====== Materials provided
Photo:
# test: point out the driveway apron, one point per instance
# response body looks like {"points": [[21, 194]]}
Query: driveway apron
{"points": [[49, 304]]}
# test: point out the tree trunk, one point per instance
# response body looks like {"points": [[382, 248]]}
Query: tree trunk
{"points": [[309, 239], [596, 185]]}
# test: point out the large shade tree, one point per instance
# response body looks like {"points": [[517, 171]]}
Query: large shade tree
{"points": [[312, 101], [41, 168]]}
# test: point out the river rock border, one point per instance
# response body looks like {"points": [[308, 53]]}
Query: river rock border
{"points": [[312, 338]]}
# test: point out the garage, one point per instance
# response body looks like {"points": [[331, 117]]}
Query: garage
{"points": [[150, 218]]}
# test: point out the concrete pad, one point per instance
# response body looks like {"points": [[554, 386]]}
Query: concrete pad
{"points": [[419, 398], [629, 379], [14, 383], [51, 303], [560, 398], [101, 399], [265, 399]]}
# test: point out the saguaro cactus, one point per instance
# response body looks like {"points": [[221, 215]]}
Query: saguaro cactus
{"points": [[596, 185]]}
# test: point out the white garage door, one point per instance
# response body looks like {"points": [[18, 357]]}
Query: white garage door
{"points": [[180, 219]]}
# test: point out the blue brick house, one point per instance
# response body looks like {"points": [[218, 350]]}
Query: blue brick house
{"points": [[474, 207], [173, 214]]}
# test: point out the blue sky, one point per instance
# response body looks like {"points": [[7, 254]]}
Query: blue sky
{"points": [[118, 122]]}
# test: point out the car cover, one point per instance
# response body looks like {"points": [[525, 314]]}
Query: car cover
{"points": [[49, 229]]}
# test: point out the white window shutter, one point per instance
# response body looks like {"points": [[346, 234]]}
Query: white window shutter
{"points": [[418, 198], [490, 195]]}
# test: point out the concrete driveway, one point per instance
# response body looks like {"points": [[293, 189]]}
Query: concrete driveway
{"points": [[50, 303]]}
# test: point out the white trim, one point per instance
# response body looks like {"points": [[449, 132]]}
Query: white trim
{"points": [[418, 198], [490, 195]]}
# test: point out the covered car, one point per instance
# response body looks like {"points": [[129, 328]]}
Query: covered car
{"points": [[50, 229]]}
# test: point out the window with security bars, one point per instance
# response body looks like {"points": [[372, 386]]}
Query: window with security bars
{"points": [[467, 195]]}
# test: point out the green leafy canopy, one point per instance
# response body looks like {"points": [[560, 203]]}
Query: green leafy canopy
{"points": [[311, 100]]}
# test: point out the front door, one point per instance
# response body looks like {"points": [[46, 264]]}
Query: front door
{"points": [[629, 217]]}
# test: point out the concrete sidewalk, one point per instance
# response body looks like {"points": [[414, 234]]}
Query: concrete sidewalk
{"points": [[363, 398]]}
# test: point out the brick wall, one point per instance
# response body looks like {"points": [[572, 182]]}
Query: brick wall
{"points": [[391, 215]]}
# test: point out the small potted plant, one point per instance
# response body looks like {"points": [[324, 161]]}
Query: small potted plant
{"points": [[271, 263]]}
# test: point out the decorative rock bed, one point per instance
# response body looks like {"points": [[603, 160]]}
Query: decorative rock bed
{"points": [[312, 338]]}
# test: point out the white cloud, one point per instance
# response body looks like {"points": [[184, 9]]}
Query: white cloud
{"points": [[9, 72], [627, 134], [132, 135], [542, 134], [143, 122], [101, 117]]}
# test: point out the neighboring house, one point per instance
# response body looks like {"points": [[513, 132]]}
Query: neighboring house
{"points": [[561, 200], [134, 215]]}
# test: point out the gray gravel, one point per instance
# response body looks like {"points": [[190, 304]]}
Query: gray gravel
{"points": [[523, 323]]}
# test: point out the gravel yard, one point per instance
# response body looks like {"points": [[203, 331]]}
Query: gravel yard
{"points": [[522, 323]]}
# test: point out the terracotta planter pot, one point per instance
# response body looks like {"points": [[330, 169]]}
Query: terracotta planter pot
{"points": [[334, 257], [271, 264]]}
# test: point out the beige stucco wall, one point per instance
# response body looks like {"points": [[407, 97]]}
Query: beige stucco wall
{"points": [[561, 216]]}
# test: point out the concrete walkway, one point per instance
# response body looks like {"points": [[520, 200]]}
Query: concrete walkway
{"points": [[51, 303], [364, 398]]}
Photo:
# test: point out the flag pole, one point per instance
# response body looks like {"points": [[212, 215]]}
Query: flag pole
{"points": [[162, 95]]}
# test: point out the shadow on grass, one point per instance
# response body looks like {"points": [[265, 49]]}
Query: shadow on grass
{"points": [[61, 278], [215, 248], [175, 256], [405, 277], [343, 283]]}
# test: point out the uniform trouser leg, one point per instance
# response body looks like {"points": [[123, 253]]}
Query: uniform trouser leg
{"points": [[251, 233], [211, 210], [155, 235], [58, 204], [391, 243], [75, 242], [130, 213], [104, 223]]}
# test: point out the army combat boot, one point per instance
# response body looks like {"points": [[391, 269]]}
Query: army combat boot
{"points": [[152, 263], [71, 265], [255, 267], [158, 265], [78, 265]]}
============
Task description. Repeat all of the records above, switching each "one point per instance" to "one point per object" and leaving every other line untouched.

Complete answer.
Photo:
# test: point out the driveway apron, one point per object
# response body looks like {"points": [[21, 194]]}
Query: driveway apron
{"points": [[49, 304]]}
# test: point out the tree trunk, one point per object
# response body looks like {"points": [[382, 248]]}
Query: tree trunk
{"points": [[309, 239], [596, 185]]}
# test: point out the large shade tree, one point per object
# response body looks like {"points": [[517, 171]]}
Query: large shade tree
{"points": [[312, 101], [41, 168]]}
# test: point out the river rock border, one point per object
# response body looks like {"points": [[308, 53]]}
Query: river rock border
{"points": [[312, 338]]}
# test: point out the garage, one point per object
# response body looks like {"points": [[331, 117]]}
Query: garage
{"points": [[150, 218]]}
# test: point out the concrete pad, one point per object
# response body looks like {"points": [[554, 386]]}
Query: concrete pad
{"points": [[419, 398], [629, 379], [14, 383], [51, 303], [560, 398], [101, 399], [265, 399]]}
# test: point out the saguaro cactus, one point per object
# response body looks like {"points": [[221, 215]]}
Query: saguaro cactus
{"points": [[596, 185]]}
# test: point out the white garage door, one point per object
# response body looks like {"points": [[18, 357]]}
Query: white garage door
{"points": [[180, 219]]}
# test: point out the blue brick house, one point per object
# response body looks like {"points": [[218, 350]]}
Query: blue brick house
{"points": [[474, 207], [173, 214]]}
# test: point out the blue sky, one point per object
# response body looks like {"points": [[7, 254]]}
Query: blue sky
{"points": [[118, 122]]}
# test: point out the car cover, one point per object
# response body looks like {"points": [[525, 314]]}
Query: car cover
{"points": [[49, 229]]}
# test: point out the white window shutter, one point per object
# response body looks like {"points": [[346, 234]]}
Query: white window shutter
{"points": [[418, 198], [490, 195]]}
# test: point out the concrete driveway, one point per object
# response body looks like {"points": [[293, 189]]}
Query: concrete driveway
{"points": [[50, 303]]}
# test: point out the white trim, one point per object
# response body looks like {"points": [[449, 132]]}
Query: white trim
{"points": [[418, 198], [490, 195]]}
# test: point out the covered car, one point per object
# response body looks like {"points": [[129, 328]]}
Query: covered car
{"points": [[50, 229]]}
# test: point out the window with security bars, one point per object
# response body looks like {"points": [[372, 386]]}
Query: window with security bars
{"points": [[467, 195]]}
# test: point out the green leafy canopy, one point per object
# response body looks like {"points": [[560, 203]]}
Query: green leafy canopy
{"points": [[311, 100]]}
# test: point out the front door, one point per object
# response body looks like {"points": [[46, 264]]}
Query: front door
{"points": [[629, 217]]}
# test: point out the concrete sidewalk, one point per object
# response body looks like {"points": [[414, 234]]}
Query: concrete sidewalk
{"points": [[363, 398]]}
# test: point out the brick wall, one point per object
# response body looks like {"points": [[572, 182]]}
Query: brick wall
{"points": [[391, 215]]}
# test: point out the small potted plant, one point per object
# response body looks like {"points": [[324, 161]]}
Query: small potted plant
{"points": [[271, 263]]}
# test: point out the decorative rock bed, one point per object
# response body looks like {"points": [[603, 160]]}
Query: decorative rock bed
{"points": [[312, 338]]}
# test: point out the white cloud, one point per object
# response body looks like {"points": [[184, 9]]}
Query: white cloud
{"points": [[9, 72], [627, 134], [132, 135], [542, 134], [143, 122], [101, 117]]}
# test: point out the neighboring house, one point per object
# response body looks like {"points": [[513, 132]]}
Query: neighboring house
{"points": [[561, 200], [134, 215]]}
# test: point out the gray gravel, one point per object
# response body looks like {"points": [[190, 304]]}
Query: gray gravel
{"points": [[523, 323]]}
# test: point out the gravel yard, one point per object
# response body looks like {"points": [[203, 331]]}
Query: gravel yard
{"points": [[522, 323]]}
# test: point out the terracotta planter pot, one point per object
# response body looks like {"points": [[330, 169]]}
Query: terracotta planter pot
{"points": [[334, 257], [271, 264]]}
# test: point out the beige stucco wall, one point per object
# response body looks like {"points": [[407, 97]]}
Query: beige stucco wall
{"points": [[561, 216]]}
# test: point out the concrete walkway, one point per object
# response body looks like {"points": [[520, 200]]}
Query: concrete walkway
{"points": [[51, 303], [364, 398]]}
Photo:
# test: point out the flag pole, one point per object
# response body looks like {"points": [[212, 215]]}
Query: flag pole
{"points": [[162, 95]]}
# test: point out the shadow on grass, one point per object
# response body looks like {"points": [[265, 49]]}
Query: shadow on grass
{"points": [[61, 278], [215, 248], [175, 256], [405, 277], [343, 283]]}
# test: point out the uniform trouser leg, one point per object
# response body looks like {"points": [[123, 253]]}
Query: uniform trouser leg
{"points": [[251, 233], [211, 210], [155, 235], [58, 204], [391, 243], [75, 242], [130, 213], [104, 223]]}
# test: point out the army combat boot, one point per object
# response body looks like {"points": [[391, 269]]}
Query: army combat boot
{"points": [[152, 263], [71, 265], [255, 267], [158, 265], [78, 265]]}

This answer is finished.